§ **Text section**

*****

In 2005, the Florida Pediatric Society, the Florida Association of Pediatric Dentists, and a number of parents and guardians on behalf of their individual children in the Medicaid program brought suit against the state of Florida alleging violations of the following:

  • 42 U.S.C. § 1396a(a)(8) and (a)(10) – requiring that children receive medical and dental services known as Early Periodic Screening Diagnosis and Treatment, with reasonable promptness (Reasonable Promptness);
  • 42 U.S.C. § 1396a(30)(A) – requiring that rates for reimbursing medical and dental providers be set, inter alia, so as to secure access to care for children that is equal to that of other children in the same geographical area (Equal Access); and
  • 42 U.S.C. § 1396a(a)(43) – requiring that the state conduct outreach programs to inform individuals determined to be eligible for Medicaid of the availability of services and to ensure that such patients requesting those services are able to receive them (Outreach).

The plaintiffs contended, in essence, that the root cause of the violations of the Reasonable Promptness and Equal Access requirements were Medicaid provider reimbursement rates that were unreasonably low. The state responded that the plaintiffs had no private right of action to enforce the Reasonable Promptness and Equal Access requirements. The state also argued that the terms “reasonable promptness” and “medical assistance” were vague and that beneficiaries had no access issues. The court found that the plaintiffs “experienced insufficient access to medical care because [the State’s] reimbursement rates are so low that they fail ‘to enlist enough providers so that care and services are available … at least to the extent that [they] are available’ to those with private insurers. 42 U.S.C. § 1396a(a)(30)(A). Moreover, I find that defendants did not inform plaintiffs of services that are available to them, which resulted in several of the named plaintiffs being unable to take advantage of medical services to which they are entitled. The evidence presented at trial makes clear that plaintiffs’ injuries are directly attributable to defendants’ unlawful conduct.” The court also held that the plaintiffs had a right of action under 42 U.S.C. § 1983 to enforce the Reasonable Promptness and Equal Access requirements.

The Affordable Care Act (ACA) provided a temporary increase in Medicaid payments for primary care in 2013 and 2014 by requiring states to pay at least as much as Medicare paid for primary care services. With the start of the new year, however, the Medicare parity requirement ended. The impact will vary from state to state, however, the Urban Institute estimates that physicians receiving the enhanced payments will see their primary care fees reduced by 43 percent, on average. The reduction in rates has the potential to seriously erode access to care.

*****

§ **Given information**
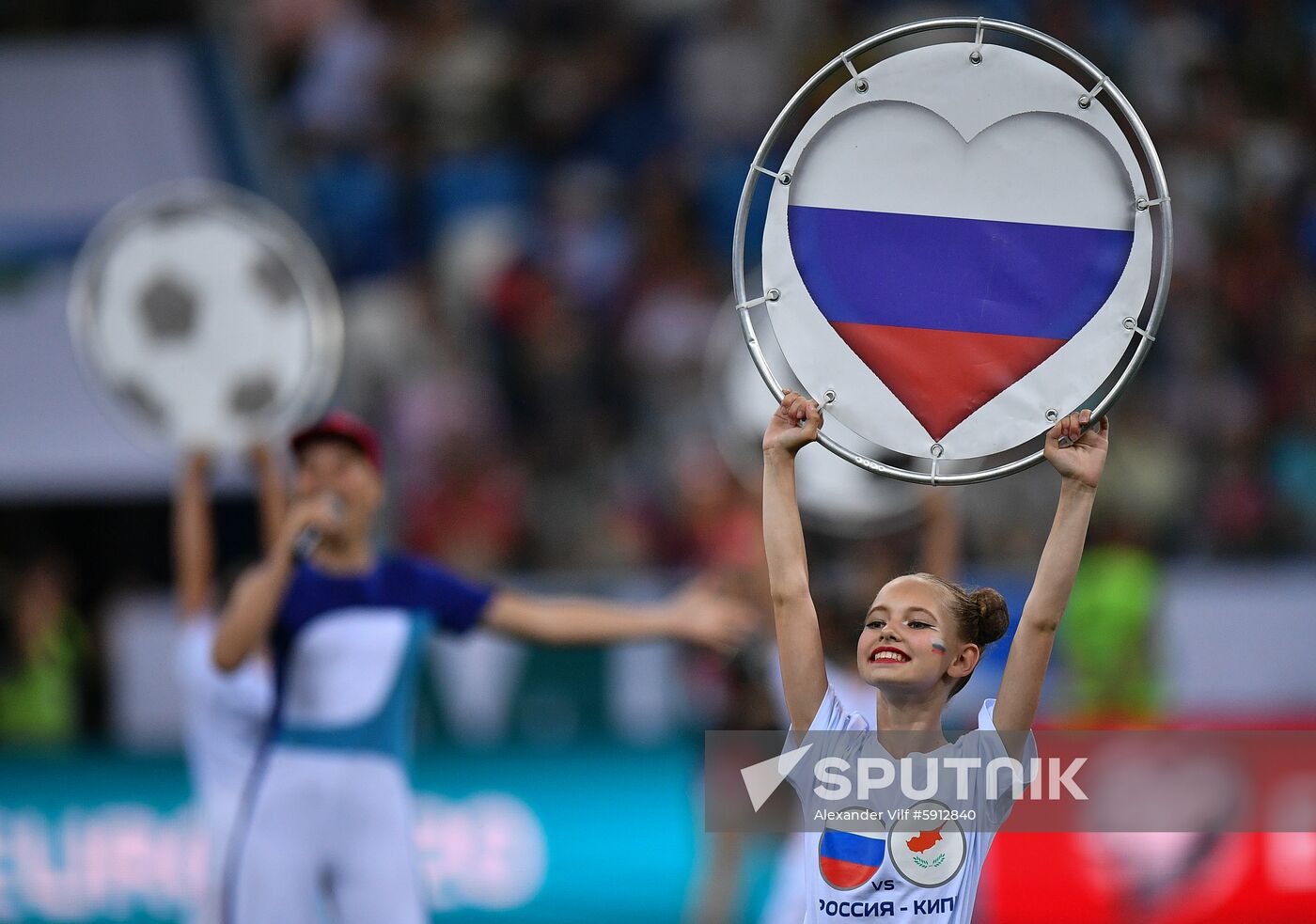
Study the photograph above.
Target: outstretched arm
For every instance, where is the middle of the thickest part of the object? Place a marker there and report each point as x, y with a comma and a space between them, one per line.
254, 602
194, 538
270, 495
697, 614
941, 535
799, 644
1079, 466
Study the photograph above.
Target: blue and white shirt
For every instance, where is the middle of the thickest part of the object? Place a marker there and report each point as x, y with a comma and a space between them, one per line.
348, 648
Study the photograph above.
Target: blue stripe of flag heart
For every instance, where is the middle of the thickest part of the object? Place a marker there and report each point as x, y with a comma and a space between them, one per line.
956, 274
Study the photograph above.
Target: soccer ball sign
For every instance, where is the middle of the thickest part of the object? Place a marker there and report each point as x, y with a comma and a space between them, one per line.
207, 316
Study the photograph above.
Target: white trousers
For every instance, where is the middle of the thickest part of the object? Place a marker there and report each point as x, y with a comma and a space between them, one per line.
325, 831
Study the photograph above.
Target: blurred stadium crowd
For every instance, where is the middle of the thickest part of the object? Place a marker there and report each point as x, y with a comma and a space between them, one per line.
529, 206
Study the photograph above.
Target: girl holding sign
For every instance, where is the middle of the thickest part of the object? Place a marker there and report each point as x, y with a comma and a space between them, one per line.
921, 638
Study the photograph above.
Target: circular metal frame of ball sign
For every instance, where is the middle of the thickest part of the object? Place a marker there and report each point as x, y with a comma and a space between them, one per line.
199, 351
964, 243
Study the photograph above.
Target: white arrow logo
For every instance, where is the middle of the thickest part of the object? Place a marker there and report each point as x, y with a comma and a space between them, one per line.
762, 778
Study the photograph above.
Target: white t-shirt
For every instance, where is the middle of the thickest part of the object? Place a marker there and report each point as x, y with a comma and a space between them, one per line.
226, 717
904, 868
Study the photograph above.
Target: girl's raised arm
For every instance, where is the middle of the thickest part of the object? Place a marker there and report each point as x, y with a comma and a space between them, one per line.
799, 644
1079, 466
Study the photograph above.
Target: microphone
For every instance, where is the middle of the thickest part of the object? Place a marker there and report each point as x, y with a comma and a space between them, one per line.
308, 540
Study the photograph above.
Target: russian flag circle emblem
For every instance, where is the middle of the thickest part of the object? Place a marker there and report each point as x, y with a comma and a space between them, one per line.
964, 243
851, 854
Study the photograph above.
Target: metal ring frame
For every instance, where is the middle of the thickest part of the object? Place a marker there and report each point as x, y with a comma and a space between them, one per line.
1161, 199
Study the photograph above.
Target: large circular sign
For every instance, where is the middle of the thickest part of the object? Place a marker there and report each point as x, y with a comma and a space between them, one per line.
963, 243
206, 316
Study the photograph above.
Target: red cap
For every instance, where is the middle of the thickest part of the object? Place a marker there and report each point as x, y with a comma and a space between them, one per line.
342, 425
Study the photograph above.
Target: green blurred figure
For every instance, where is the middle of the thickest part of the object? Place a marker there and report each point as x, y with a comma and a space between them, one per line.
41, 658
1108, 640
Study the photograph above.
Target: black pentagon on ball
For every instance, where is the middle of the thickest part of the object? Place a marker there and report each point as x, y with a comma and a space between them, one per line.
253, 394
168, 308
274, 276
141, 401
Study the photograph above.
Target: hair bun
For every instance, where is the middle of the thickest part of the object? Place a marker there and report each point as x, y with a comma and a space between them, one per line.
993, 615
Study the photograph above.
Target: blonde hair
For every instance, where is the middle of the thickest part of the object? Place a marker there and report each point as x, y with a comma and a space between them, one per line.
980, 615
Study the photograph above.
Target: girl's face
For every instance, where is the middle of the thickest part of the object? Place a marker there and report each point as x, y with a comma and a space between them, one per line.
908, 637
335, 466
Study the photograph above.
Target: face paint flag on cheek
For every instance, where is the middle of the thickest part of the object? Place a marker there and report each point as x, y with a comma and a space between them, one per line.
957, 252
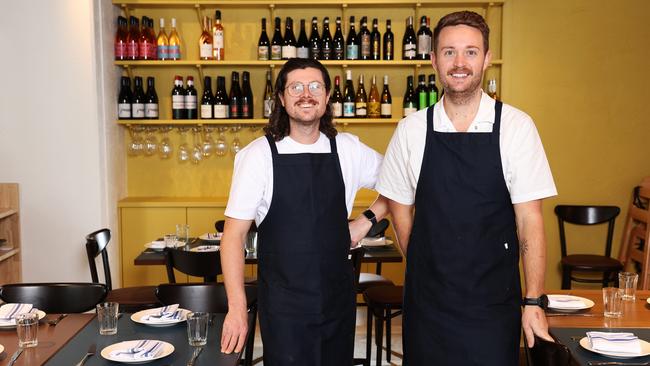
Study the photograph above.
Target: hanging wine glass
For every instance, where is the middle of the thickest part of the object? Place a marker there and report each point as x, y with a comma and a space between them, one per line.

*****

§ **Questions to answer**
a: According to the text on the Florida Medicaid lawsuit, by how much does the Urban Institute estimate that primary care fees will fall, on average, for physicians who received the enhanced payments?
b: Write the next part of the text on the Florida Medicaid lawsuit, starting after its final sentence.

§ **Answers to this exercise**
a: By 43 percent.

b:
Providers’ and recipients’ rights to enforce the Reasonable Promptness and Equal Access requirements, however, remain unsettled despite the Florida decision, as the U.S. Supreme Court is poised to hear the Armstrong v. Exceptional Child Center case on January 20th. The Armstrong case will decide whether states must comply with the federal Medicaid Act’s “equal access” provision that is intended to make sure physicians and other healthcare providers receive sufficient payment to provide care to low-income and disabled patients. The Obama administration, in its Supreme Court brief, argued that healthcare providers do not have a legal right to enforce the Equal Access requirement for several reasons: (1) “Medicaid providers are akin to third-party beneficiaries and thus have judicially enforceable contract rights only where the contract was intended to confer on them a legally enforceable right; (2) the language and structure of the Equal Access Medicaid provisions confirm that private enforcement by Medicaid providers would not be appropriate; (3) that the Supreme Court and Congress have assumed, with respect to federal-state programs under the Social Security Act, that there is no private right of enforcement under a nonstatutory cause of action and that a claim is not available under 42 U.S.C. § 1983 for a violation of a federal law as opposed to a federal right; and (4) that the action does not involve a defense at law, nor does it seek immunity from an allegedly preempted state regulation.”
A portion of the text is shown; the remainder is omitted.